» **What the exercise asks**: Reproduce each of the entries below word for word, keeping every line in its original order.

Point annotation entries:
# # # # # # #
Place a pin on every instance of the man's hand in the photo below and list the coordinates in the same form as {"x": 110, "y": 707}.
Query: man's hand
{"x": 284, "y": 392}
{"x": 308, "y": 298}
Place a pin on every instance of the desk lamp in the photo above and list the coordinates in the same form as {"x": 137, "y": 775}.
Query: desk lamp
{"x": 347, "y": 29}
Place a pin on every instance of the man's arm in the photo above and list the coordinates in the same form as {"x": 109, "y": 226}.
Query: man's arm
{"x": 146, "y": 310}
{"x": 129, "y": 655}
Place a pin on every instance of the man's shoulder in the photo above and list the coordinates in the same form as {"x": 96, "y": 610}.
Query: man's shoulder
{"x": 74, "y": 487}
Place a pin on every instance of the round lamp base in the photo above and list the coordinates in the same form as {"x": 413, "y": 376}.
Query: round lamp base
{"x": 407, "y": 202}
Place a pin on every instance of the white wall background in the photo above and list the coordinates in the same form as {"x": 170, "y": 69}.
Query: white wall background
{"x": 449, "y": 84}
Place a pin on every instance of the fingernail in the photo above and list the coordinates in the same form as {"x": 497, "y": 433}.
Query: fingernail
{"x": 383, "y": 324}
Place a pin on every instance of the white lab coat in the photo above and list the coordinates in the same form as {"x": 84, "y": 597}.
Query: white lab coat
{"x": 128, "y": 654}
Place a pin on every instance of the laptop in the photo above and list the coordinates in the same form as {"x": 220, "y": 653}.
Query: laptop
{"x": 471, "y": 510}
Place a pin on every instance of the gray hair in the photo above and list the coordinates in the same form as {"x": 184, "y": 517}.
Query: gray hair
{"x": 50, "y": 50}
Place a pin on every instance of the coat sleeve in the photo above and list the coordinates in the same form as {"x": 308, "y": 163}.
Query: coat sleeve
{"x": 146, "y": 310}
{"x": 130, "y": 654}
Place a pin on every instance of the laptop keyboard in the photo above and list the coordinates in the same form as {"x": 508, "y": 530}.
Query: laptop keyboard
# # # # # # #
» **Result**:
Place a pin on every instance of the man's hand in the photo below and list the coordinates in the same form as {"x": 110, "y": 707}.
Query: man's hand
{"x": 284, "y": 392}
{"x": 308, "y": 298}
Place a pin on every instance of the desk lamp in the photo above and list the coordinates in the same form as {"x": 137, "y": 775}.
Query: desk lamp
{"x": 347, "y": 29}
Place a pin on every instance of the man's arm in the photo above and list the coordinates in the same form as {"x": 109, "y": 226}.
Query: man's arm
{"x": 146, "y": 310}
{"x": 129, "y": 655}
Place a pin on every instance of the man's shoulder in the photo above and list the coordinates in the same form as {"x": 96, "y": 610}.
Query: man's shoulder
{"x": 74, "y": 487}
Place a pin on every instance of the round lamp base in the photo above and list the coordinates in the same form as {"x": 413, "y": 376}.
Query: round lamp base
{"x": 407, "y": 202}
Place a pin on every instance of the white wall background in the photo above and list the coordinates in the same form as {"x": 170, "y": 69}.
Query: white wall background
{"x": 449, "y": 84}
Place a pin on every instance of the fingernail in the photo above and list the coordinates in the same form as {"x": 497, "y": 433}.
Query: fingernail
{"x": 383, "y": 324}
Place a pin on every instance of the white lab coat in the photo above and list the coordinates in the same form as {"x": 84, "y": 597}.
Query: white lab coat
{"x": 128, "y": 654}
Place a pin on every instance of the laptop in the photo above and list the coordinates in the same form as {"x": 220, "y": 653}.
Query: laptop
{"x": 471, "y": 510}
Place a pin on every instance of the gray hair in the photo above and list the coordinates in the same form as {"x": 184, "y": 517}.
Query: gray hair
{"x": 50, "y": 50}
Place a pin on every instance of the coat sleeve in the photo above and list the coordinates in the same form as {"x": 308, "y": 163}.
Query: coat sleeve
{"x": 146, "y": 310}
{"x": 130, "y": 654}
Place a pin on every instance of the laptop keyboard in the photo above and list the coordinates in the same form as {"x": 508, "y": 530}.
Query: laptop keyboard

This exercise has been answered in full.